Outline labeling records
= = = =

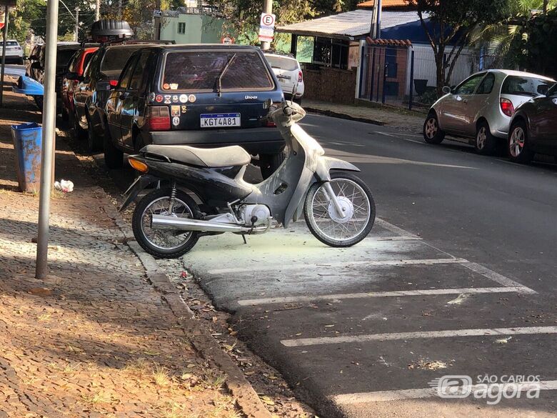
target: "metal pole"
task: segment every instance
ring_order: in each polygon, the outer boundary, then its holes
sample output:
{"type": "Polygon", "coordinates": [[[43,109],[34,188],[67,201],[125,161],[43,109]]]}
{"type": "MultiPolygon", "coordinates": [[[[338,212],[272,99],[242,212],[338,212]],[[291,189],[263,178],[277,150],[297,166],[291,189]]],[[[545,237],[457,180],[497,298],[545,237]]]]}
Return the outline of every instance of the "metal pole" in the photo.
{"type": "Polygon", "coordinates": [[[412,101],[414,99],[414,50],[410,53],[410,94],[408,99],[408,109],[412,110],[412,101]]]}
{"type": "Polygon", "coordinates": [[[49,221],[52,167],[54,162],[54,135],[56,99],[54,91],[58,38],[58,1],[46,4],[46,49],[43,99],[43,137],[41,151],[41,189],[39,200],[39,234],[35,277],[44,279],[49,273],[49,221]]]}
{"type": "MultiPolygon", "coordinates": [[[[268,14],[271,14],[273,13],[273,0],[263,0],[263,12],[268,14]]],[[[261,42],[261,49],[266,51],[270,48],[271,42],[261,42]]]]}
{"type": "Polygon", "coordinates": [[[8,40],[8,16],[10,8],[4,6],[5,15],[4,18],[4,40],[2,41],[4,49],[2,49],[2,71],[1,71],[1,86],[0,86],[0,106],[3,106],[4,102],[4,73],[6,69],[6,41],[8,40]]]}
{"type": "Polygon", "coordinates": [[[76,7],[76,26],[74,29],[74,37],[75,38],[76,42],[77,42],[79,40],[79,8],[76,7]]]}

= = = =

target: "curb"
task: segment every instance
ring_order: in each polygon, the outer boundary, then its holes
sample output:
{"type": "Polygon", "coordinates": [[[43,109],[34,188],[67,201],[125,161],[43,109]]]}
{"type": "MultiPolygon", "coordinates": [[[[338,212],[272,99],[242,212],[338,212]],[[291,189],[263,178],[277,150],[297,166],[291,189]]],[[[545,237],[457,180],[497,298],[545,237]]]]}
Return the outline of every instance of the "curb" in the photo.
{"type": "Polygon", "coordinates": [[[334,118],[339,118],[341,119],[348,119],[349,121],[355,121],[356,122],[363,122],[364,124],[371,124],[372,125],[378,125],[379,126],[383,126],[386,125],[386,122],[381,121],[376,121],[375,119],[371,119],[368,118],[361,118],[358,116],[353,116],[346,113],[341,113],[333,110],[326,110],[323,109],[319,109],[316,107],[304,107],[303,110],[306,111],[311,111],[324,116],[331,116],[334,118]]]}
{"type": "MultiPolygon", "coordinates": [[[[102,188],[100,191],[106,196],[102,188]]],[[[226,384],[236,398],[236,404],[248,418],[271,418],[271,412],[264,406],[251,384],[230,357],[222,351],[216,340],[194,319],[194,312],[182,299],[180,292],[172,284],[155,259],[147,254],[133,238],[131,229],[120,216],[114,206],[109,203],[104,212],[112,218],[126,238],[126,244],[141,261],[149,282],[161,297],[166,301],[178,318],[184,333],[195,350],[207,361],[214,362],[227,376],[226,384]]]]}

= = = =

Task statement
From the data above, copy out each line that contains the string "metal", treating uppercase and lowercase letters as different.

Result of the exercise
target: "metal pole"
Return the outline of every instance of the "metal pole" in the photo.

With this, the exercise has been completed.